Given instruction: Revise the listing by replacing "bounding box" with "enclosing rectangle" throughout and leaving everything else as it stands. Omit the pictures from your answer.
— start of Entries supplied —
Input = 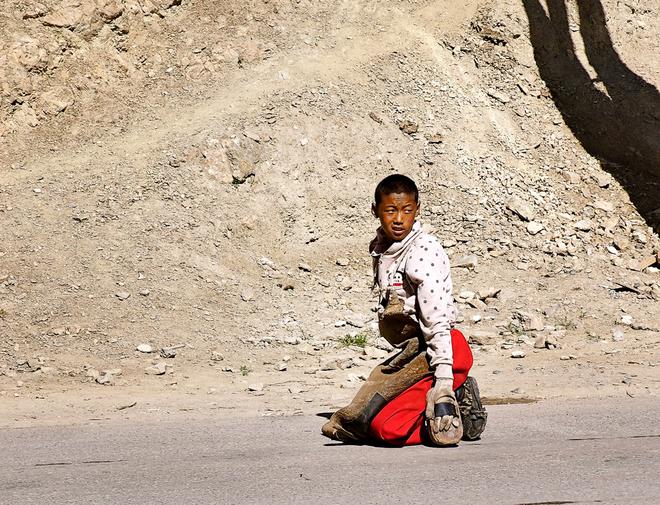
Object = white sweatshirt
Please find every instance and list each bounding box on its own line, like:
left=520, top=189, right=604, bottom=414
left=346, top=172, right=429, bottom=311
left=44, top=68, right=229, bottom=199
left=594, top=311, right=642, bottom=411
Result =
left=369, top=221, right=456, bottom=379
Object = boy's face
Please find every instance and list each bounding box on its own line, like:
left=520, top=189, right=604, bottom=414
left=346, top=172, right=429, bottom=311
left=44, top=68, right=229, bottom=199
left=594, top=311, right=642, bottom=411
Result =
left=371, top=193, right=419, bottom=242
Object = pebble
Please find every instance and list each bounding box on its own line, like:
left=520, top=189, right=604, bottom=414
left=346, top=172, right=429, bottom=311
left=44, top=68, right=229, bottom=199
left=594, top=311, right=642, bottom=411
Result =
left=506, top=197, right=534, bottom=221
left=612, top=326, right=624, bottom=342
left=96, top=373, right=113, bottom=386
left=527, top=221, right=543, bottom=235
left=160, top=347, right=177, bottom=359
left=534, top=335, right=547, bottom=349
left=573, top=219, right=594, bottom=231
left=135, top=344, right=153, bottom=353
left=451, top=254, right=479, bottom=270
left=144, top=361, right=168, bottom=375
left=468, top=330, right=499, bottom=345
left=399, top=120, right=419, bottom=135
left=362, top=345, right=389, bottom=359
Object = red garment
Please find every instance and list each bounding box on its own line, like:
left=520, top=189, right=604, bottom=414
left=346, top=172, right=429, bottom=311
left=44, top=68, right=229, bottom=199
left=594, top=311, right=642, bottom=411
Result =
left=369, top=329, right=473, bottom=446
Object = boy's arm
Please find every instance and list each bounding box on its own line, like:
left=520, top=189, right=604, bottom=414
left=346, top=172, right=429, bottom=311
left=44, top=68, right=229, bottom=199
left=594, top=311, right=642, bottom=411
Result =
left=406, top=236, right=454, bottom=388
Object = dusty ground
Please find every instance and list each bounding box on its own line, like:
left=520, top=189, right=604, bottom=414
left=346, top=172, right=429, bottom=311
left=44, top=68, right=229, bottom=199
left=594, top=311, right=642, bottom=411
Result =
left=0, top=0, right=660, bottom=424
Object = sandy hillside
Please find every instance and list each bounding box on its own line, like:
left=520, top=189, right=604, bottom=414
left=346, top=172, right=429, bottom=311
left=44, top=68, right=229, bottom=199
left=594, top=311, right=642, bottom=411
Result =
left=0, top=0, right=660, bottom=423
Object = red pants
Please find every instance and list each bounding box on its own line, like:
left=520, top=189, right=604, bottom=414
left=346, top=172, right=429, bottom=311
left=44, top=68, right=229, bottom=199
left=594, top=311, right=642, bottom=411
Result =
left=369, top=330, right=473, bottom=446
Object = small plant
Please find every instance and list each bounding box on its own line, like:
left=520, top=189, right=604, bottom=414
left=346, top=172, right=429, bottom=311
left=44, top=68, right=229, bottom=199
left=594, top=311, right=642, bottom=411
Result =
left=557, top=314, right=577, bottom=330
left=507, top=321, right=525, bottom=337
left=340, top=333, right=367, bottom=347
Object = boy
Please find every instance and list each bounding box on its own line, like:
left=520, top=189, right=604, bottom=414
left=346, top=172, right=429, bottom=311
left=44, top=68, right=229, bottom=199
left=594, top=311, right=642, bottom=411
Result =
left=322, top=174, right=486, bottom=446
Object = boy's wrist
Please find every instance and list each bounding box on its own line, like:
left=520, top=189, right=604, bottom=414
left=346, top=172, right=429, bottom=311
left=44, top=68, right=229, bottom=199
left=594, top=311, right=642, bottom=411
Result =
left=433, top=365, right=454, bottom=388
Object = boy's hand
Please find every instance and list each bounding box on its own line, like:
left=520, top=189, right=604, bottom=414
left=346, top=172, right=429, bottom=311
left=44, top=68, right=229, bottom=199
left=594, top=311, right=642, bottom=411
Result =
left=426, top=380, right=463, bottom=445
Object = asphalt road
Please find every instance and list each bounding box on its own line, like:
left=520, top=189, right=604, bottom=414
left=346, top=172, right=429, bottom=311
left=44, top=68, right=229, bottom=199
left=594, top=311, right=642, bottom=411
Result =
left=0, top=397, right=660, bottom=505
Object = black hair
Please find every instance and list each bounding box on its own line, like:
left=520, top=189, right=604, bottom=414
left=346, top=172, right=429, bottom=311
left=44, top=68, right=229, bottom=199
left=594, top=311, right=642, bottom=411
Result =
left=374, top=174, right=419, bottom=207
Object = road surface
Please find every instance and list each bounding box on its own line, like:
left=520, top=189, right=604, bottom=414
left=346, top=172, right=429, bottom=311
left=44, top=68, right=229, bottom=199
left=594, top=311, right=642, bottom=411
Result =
left=0, top=397, right=660, bottom=505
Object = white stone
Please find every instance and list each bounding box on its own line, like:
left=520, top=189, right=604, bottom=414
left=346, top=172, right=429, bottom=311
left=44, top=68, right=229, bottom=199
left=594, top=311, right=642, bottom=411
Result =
left=527, top=221, right=544, bottom=235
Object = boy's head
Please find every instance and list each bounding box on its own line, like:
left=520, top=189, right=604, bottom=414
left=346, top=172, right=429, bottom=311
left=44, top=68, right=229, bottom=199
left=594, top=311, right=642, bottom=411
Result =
left=371, top=174, right=419, bottom=242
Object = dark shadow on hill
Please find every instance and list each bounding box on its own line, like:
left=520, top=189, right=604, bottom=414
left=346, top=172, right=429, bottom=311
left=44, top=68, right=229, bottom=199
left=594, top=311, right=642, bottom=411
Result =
left=522, top=0, right=660, bottom=232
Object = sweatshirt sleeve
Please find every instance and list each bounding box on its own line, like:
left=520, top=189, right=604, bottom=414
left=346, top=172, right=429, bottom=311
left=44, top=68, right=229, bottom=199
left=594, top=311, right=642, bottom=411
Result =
left=406, top=235, right=454, bottom=379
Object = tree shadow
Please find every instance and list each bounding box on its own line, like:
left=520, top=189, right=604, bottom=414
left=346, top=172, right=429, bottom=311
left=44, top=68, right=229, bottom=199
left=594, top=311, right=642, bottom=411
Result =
left=522, top=0, right=660, bottom=232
— end of Entries supplied —
Correct answer:
Input = 
Object = white sweatshirt
Please find every instance and list each enclosing rectangle on its own line, like:
left=520, top=189, right=604, bottom=414
left=346, top=172, right=429, bottom=311
left=44, top=68, right=229, bottom=199
left=594, top=311, right=642, bottom=411
Result =
left=369, top=221, right=456, bottom=379
Object = boy's face
Please find every instance and list each enclosing rectangle on its own line, like:
left=520, top=189, right=604, bottom=414
left=346, top=172, right=429, bottom=311
left=44, top=68, right=229, bottom=199
left=594, top=311, right=642, bottom=411
Result =
left=371, top=193, right=419, bottom=242
Object = pebble
Please find every instance and list each enclosing rectangle on its own line, like:
left=520, top=189, right=604, bottom=414
left=346, top=172, right=429, bottom=311
left=44, top=68, right=229, bottom=199
left=594, top=311, right=642, bottom=411
Result =
left=506, top=197, right=534, bottom=221
left=612, top=326, right=624, bottom=342
left=96, top=373, right=113, bottom=386
left=527, top=221, right=543, bottom=235
left=160, top=347, right=177, bottom=359
left=534, top=335, right=547, bottom=349
left=573, top=219, right=594, bottom=231
left=135, top=344, right=153, bottom=353
left=451, top=254, right=479, bottom=270
left=144, top=361, right=168, bottom=375
left=468, top=330, right=499, bottom=345
left=399, top=120, right=419, bottom=135
left=362, top=345, right=389, bottom=359
Object = red garment
Please find every instance and list each enclosing rectangle on its own line, like:
left=520, top=189, right=604, bottom=414
left=346, top=172, right=429, bottom=311
left=44, top=68, right=229, bottom=199
left=594, top=311, right=642, bottom=411
Result =
left=369, top=329, right=473, bottom=446
Object = boy's arm
Please find every instance and list each enclosing rectangle on its own line, like:
left=520, top=189, right=604, bottom=414
left=346, top=172, right=429, bottom=311
left=44, top=68, right=229, bottom=199
left=594, top=311, right=642, bottom=411
Result =
left=406, top=236, right=454, bottom=388
Object = dusty ground
Please find every instance and list each enclosing rectangle on its own line, like:
left=520, top=189, right=604, bottom=414
left=346, top=172, right=429, bottom=311
left=44, top=68, right=229, bottom=199
left=594, top=311, right=642, bottom=411
Result =
left=0, top=0, right=660, bottom=424
Object = sandy hillside
Please find every instance and list each enclosing rectangle on its own line, like:
left=520, top=189, right=604, bottom=414
left=346, top=172, right=429, bottom=311
left=44, top=68, right=229, bottom=199
left=594, top=311, right=642, bottom=411
Result =
left=0, top=0, right=660, bottom=423
Object = red pants
Please find every instance and list each enclosing rectangle on its own line, like:
left=520, top=189, right=604, bottom=414
left=346, top=172, right=429, bottom=311
left=44, top=68, right=229, bottom=199
left=594, top=311, right=642, bottom=411
Result =
left=369, top=330, right=473, bottom=446
Object = small plant
Please find every instance and list each enclosing rectangle on its own line, like:
left=520, top=189, right=604, bottom=414
left=346, top=172, right=429, bottom=311
left=44, top=68, right=229, bottom=199
left=594, top=311, right=642, bottom=411
Result =
left=557, top=314, right=577, bottom=330
left=507, top=321, right=525, bottom=337
left=340, top=333, right=367, bottom=347
Object = boy
Please find every instance and list each enclosing rectangle on its own line, like:
left=520, top=189, right=604, bottom=414
left=346, top=172, right=429, bottom=311
left=44, top=68, right=229, bottom=199
left=594, top=311, right=642, bottom=411
Result =
left=322, top=174, right=486, bottom=446
Object = boy's wrist
Please find every instance and list each enclosing rectangle on its own line, like:
left=520, top=189, right=604, bottom=414
left=346, top=172, right=429, bottom=311
left=44, top=68, right=229, bottom=199
left=594, top=311, right=642, bottom=411
Result =
left=433, top=365, right=454, bottom=388
Object = boy's hand
Please find every instance and list each enclosing rectangle on its own line, like:
left=520, top=189, right=604, bottom=414
left=346, top=172, right=429, bottom=311
left=44, top=68, right=229, bottom=199
left=594, top=311, right=642, bottom=411
Result =
left=426, top=380, right=463, bottom=445
Object = asphalt road
Please find every instance and list each enclosing rectangle on its own line, like:
left=520, top=189, right=604, bottom=414
left=346, top=172, right=429, bottom=311
left=44, top=68, right=229, bottom=199
left=594, top=311, right=642, bottom=411
Result =
left=0, top=397, right=660, bottom=505
Object = black hair
Please find every instance and list each enclosing rectangle on its own line, like:
left=520, top=189, right=604, bottom=414
left=346, top=172, right=429, bottom=311
left=44, top=68, right=229, bottom=199
left=594, top=311, right=642, bottom=411
Result =
left=374, top=174, right=419, bottom=207
Object = road surface
Please find every instance and list each enclosing rectangle on its own line, like:
left=520, top=189, right=604, bottom=414
left=346, top=172, right=429, bottom=311
left=44, top=68, right=229, bottom=199
left=594, top=311, right=642, bottom=411
Result =
left=0, top=397, right=660, bottom=505
Object = white stone
Please find every instance and list each enclosing rectangle on its own line, like:
left=520, top=189, right=604, bottom=414
left=346, top=172, right=429, bottom=311
left=44, top=68, right=229, bottom=199
left=594, top=311, right=642, bottom=411
Result =
left=527, top=221, right=544, bottom=235
Object = boy's head
Please find every instance and list each enclosing rectangle on its own line, like:
left=520, top=189, right=604, bottom=414
left=346, top=172, right=429, bottom=311
left=44, top=68, right=229, bottom=199
left=594, top=311, right=642, bottom=411
Result =
left=371, top=174, right=419, bottom=242
Object = dark shadow on hill
Please find every instance and list each enclosing rectangle on its own line, like:
left=520, top=189, right=604, bottom=414
left=346, top=172, right=429, bottom=311
left=44, top=68, right=229, bottom=199
left=594, top=311, right=642, bottom=411
Result =
left=522, top=0, right=660, bottom=232
Object = sweatshirt sleeve
Please find every instance and list each enclosing rectangle on its own line, like:
left=520, top=189, right=604, bottom=414
left=346, top=172, right=429, bottom=311
left=44, top=68, right=229, bottom=199
left=594, top=311, right=642, bottom=411
Result =
left=406, top=235, right=454, bottom=379
Object = tree shadow
Please find every instance and list each enclosing rectangle on its own line, like:
left=520, top=189, right=604, bottom=414
left=346, top=172, right=429, bottom=311
left=44, top=68, right=229, bottom=199
left=594, top=311, right=642, bottom=411
Result =
left=522, top=0, right=660, bottom=232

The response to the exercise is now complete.